• [What is required] Reproduce the records word for word, beginning with the line that contains "Task: ground the flooded" and continuing through the end of the records.

** START OF Data provided **

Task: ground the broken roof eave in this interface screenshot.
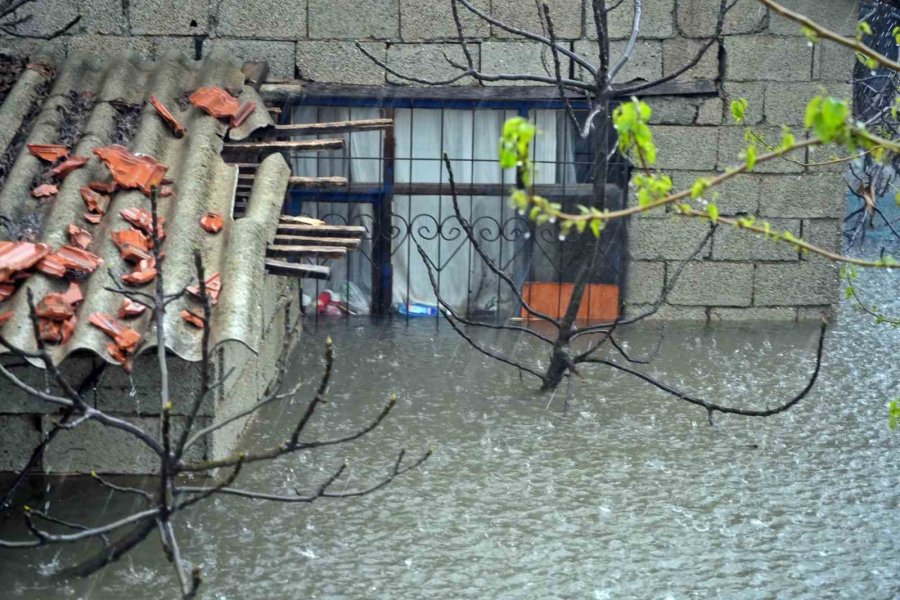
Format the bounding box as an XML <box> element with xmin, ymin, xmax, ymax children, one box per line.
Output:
<box><xmin>0</xmin><ymin>51</ymin><xmax>290</xmax><ymax>364</ymax></box>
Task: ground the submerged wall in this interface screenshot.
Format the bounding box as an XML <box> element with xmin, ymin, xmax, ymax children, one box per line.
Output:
<box><xmin>0</xmin><ymin>275</ymin><xmax>300</xmax><ymax>473</ymax></box>
<box><xmin>0</xmin><ymin>0</ymin><xmax>857</xmax><ymax>320</ymax></box>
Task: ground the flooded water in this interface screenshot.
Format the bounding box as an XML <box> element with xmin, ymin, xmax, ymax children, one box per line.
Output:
<box><xmin>0</xmin><ymin>277</ymin><xmax>900</xmax><ymax>600</ymax></box>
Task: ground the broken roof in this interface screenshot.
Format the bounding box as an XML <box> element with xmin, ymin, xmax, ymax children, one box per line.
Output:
<box><xmin>0</xmin><ymin>50</ymin><xmax>290</xmax><ymax>362</ymax></box>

** END OF Data provided **

• [Output of the exercise]
Task: ground the flooded water in this interface screenshot.
Format the bounding box as an XML <box> element with xmin, ymin, xmax, ymax children, one box per line.
Output:
<box><xmin>0</xmin><ymin>277</ymin><xmax>900</xmax><ymax>600</ymax></box>
Task: ground the broken roof in this interface screenshot.
Format the bounding box as an XML <box> element with xmin, ymin, xmax, ymax children, one box per line.
Output:
<box><xmin>0</xmin><ymin>50</ymin><xmax>290</xmax><ymax>362</ymax></box>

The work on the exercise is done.